Each record that follows goes into your reply unchanged; the pictures do not.

Available data Start Marker

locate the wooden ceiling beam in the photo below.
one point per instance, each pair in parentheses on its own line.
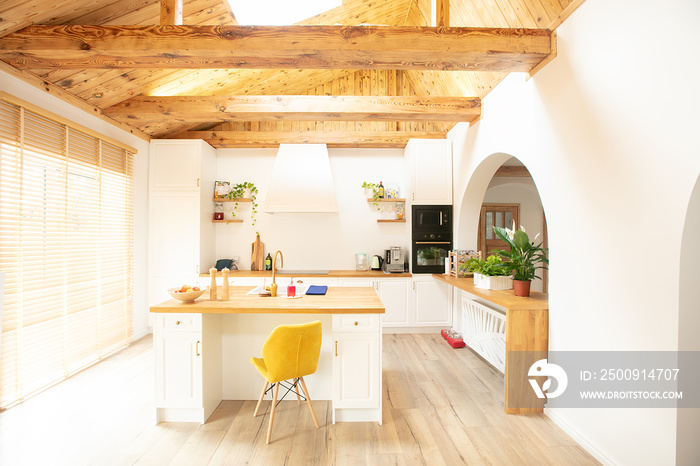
(170,12)
(442,13)
(297,108)
(276,47)
(337,139)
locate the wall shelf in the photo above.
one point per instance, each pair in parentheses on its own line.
(398,199)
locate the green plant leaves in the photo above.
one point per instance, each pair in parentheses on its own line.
(521,241)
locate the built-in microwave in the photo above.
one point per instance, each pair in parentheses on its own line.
(431,237)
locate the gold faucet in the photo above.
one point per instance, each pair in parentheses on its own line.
(273,286)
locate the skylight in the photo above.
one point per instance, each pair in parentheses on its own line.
(278,12)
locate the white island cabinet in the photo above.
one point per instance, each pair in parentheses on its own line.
(395,294)
(357,368)
(180,210)
(432,302)
(188,353)
(203,351)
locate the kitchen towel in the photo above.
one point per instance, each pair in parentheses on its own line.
(317,289)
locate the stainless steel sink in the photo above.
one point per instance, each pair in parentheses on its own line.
(302,272)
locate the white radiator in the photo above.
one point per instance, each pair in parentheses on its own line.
(484,330)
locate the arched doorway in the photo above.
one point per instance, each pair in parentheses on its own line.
(501,190)
(688,419)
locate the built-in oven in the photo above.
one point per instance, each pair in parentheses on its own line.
(431,236)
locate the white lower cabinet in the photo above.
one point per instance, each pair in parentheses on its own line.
(357,368)
(432,302)
(188,366)
(395,294)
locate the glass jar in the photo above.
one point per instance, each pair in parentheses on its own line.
(218,211)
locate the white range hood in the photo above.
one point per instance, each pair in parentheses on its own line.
(301,180)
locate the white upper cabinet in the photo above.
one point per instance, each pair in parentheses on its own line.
(175,164)
(180,229)
(430,170)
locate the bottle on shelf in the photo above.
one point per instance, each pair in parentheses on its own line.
(218,211)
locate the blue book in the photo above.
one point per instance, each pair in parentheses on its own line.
(317,289)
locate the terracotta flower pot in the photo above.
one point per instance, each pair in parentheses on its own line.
(521,288)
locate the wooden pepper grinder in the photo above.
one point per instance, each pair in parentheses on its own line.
(212,285)
(224,287)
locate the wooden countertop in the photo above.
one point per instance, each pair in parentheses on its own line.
(503,298)
(338,300)
(331,273)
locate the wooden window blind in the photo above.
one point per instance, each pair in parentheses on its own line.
(66,247)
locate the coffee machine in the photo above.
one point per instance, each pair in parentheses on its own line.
(394,260)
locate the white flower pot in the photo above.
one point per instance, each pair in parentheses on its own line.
(493,283)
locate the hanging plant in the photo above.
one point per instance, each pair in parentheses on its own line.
(253,198)
(375,192)
(237,192)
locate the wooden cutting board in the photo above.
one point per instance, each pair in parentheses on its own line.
(257,256)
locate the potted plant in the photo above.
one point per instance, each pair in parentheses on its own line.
(375,192)
(523,259)
(490,274)
(238,191)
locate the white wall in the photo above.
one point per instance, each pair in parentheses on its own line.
(29,93)
(314,240)
(609,132)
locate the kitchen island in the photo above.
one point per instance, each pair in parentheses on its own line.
(203,350)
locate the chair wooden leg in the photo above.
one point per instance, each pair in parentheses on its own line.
(257,407)
(308,400)
(272,413)
(296,389)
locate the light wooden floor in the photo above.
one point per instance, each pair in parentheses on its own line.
(441,406)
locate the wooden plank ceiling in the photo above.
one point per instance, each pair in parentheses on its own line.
(348,81)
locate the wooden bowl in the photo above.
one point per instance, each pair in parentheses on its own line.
(187,296)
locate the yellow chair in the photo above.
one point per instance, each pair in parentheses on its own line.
(290,353)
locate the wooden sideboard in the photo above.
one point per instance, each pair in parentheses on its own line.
(526,338)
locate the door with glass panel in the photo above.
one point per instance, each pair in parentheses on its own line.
(496,215)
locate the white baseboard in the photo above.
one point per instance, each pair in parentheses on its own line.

Available data End Marker

** Your solution **
locate the wooden ceiling beam in the photo below.
one point per instance, each pair in parentheses on its own line.
(170,12)
(442,13)
(297,108)
(276,47)
(337,139)
locate the wall shelf in the photo above.
one point per instance, each pair in parentheses on its own line.
(398,199)
locate the green plant leaves in the photo above.
one point per instance, each pair in parentheses on its own line.
(521,241)
locate the built-in microwave in the photo above.
one point per instance, each pair in parentheses on its own line.
(431,237)
locate the gold faucet in the photo above.
one point per instance, each pair in parentheses on its own line.
(273,286)
locate the skylight in the photo above.
one point per instance, each pair in parentheses on its own line.
(278,12)
locate the white island cabinet in the photo above.
one point per instance, each pair in parentheses on its own line.
(395,294)
(357,368)
(180,210)
(432,302)
(188,353)
(203,351)
locate the kitchen towel in the photo above.
one point per instance, each pair in parentheses on its own line.
(317,289)
locate the stainless steel sink in the photo above.
one point per instance, each pair in parentheses on its own line.
(302,272)
locate the white radiator in the photo above.
one point per instance, each pair in parentheses on its own line.
(484,330)
locate the arched doorway in the photo above.
one point per instance, each pair in parentheses on its own line.
(501,190)
(688,419)
locate the built-in oven in the photo above.
one point per instance, each pair in parentheses on its own line.
(431,236)
locate the white lower cabinet in the photo above.
one point per instance, each pair in parentheses on its own line.
(357,368)
(432,302)
(188,366)
(395,294)
locate the glass jar in the photo above.
one point per instance, each pair in parentheses on its own line.
(218,211)
locate the white range hood in the photo above.
one point per instance, each pair in parentheses on its own line.
(301,180)
locate the white upper cabinet in the photo above.
one point per instance, each pair in parentheses on its own line.
(175,164)
(180,229)
(430,170)
locate the bottle on shelf in the photo above.
one point per instance, each pair in parentheses on its own line.
(218,211)
locate the blue book in the photo above.
one point per instance, each pair in parentheses on its own line.
(317,289)
locate the terracotta flower pot in the photo above.
one point per instance, each pair in parentheses on its own line.
(521,288)
locate the wooden pepper grinder in the photo above.
one point per instance, each pair in parentheses on its own line.
(212,285)
(224,287)
locate the wooden countertop in the photo above.
one point per instance, each pair in parentheses on its own line.
(503,298)
(338,300)
(331,273)
locate the wooden window blind in the photo above.
one point per instance, each pair in parentheses on its own line.
(66,247)
locate the coffee machine in the photo above.
one point per instance, each pair in parentheses on its own line.
(394,260)
locate the white flower pot in the photo above.
one point per instance, each pair in parentheses on its own line.
(493,283)
locate the hanging plant in the photo above.
one point per instance, each pair in parentheses on its own line.
(253,198)
(375,192)
(237,192)
locate the wooden cutting board in the photo above.
one point per instance, each pair in parentheses on its own line.
(257,256)
locate the potted plant in the photo above.
one point per instance, each pair in parentheses on its own line.
(375,192)
(523,259)
(490,274)
(238,191)
locate the white wall in the photo above.
one point per instance, each pair in parentheses on its own line.
(29,93)
(314,240)
(609,132)
locate the kitchen island in the photo above.
one point per instance, each pair in parentheses on its own line.
(203,350)
locate the chair wooden leg in the photo above.
one point per instance, each pair in parentheses on its own line.
(257,407)
(308,400)
(272,413)
(296,389)
locate the light wooden floor in the photo above.
one point per instance, each pair in parentheses on its own line.
(441,406)
locate the wooden plank ceiling in the photo above.
one point per instance, each pair in parentheses on its own line.
(348,81)
locate the wooden bowl in the photo above.
one point per instance, each pair in parentheses on its own line.
(187,296)
locate the yellow chair in the photo above.
one point per instance, each pair in parentheses on its own line.
(290,353)
locate the wooden sideboard in the photo above.
one point per instance, each pair in parentheses on its own line.
(526,338)
locate the door with glass panel in the photo above.
one point per instance, each pair in parentheses on its own line.
(496,215)
locate the white baseboard in the photo above.
one point per instance, each pair in parentheses on its own line.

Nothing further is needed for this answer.